◆ **UIT TE VOEREN**:
Kun je uit de lijst hieronder de regels van de regel met "If you would be willing to tag the flowing" tot en met de regel met "If you would be willing to tag the dark" letterlijk kopiëren?

◆ **GETOONDE GEGEVENS**:

+-------+

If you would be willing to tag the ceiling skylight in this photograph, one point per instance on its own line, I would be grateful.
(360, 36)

+-------+

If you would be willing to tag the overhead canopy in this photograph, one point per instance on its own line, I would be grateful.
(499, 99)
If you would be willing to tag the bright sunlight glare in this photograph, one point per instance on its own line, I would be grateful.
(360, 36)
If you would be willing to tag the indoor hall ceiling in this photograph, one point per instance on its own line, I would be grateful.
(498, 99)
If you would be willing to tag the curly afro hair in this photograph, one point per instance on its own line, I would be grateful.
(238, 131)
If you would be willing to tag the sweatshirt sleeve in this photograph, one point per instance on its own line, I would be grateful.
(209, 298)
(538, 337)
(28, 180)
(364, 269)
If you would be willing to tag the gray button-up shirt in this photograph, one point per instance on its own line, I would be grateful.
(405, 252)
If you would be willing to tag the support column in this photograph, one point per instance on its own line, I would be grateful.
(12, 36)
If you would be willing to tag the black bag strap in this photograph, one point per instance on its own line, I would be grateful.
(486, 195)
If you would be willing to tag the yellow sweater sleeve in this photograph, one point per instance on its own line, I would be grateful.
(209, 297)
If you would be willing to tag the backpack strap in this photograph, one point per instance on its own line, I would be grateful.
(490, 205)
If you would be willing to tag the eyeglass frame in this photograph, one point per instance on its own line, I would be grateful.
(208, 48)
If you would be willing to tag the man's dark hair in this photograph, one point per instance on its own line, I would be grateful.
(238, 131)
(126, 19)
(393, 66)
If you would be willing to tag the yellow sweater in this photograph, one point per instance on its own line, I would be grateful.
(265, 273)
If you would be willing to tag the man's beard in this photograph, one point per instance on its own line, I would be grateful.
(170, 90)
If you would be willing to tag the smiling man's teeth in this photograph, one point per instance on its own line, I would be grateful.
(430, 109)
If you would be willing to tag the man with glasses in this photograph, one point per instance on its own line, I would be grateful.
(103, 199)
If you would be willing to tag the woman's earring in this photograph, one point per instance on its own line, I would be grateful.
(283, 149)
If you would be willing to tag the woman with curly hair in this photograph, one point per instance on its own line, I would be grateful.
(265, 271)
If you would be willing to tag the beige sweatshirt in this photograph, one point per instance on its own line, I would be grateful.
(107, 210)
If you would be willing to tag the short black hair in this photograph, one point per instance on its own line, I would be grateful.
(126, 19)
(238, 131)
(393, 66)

+-------+

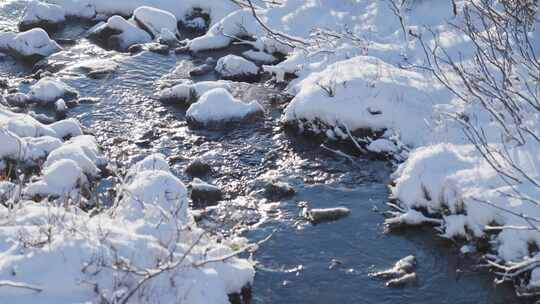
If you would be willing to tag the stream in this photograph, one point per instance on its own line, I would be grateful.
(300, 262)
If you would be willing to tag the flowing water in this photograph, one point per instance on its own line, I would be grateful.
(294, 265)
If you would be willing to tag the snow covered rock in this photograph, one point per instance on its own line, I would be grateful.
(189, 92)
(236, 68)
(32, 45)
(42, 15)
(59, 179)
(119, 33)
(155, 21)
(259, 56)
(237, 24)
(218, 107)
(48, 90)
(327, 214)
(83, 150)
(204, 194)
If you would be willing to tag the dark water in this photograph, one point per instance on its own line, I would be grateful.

+-------+

◆ **ANTWOORD OP OPDRACHT**:
If you would be willing to tag the flowing water in this photograph, one point per instance on its own line, I would be grateful.
(294, 265)
If you would be willing to tag the snow covered rock in this photograph, one point per instance on its own line, I would be grateful.
(189, 92)
(236, 68)
(32, 45)
(42, 15)
(59, 179)
(119, 33)
(155, 21)
(259, 56)
(237, 24)
(218, 107)
(48, 90)
(327, 214)
(83, 150)
(204, 194)
If you would be willing to tag the dark water in this photograph, one point per instance on its own line, I would be grateful.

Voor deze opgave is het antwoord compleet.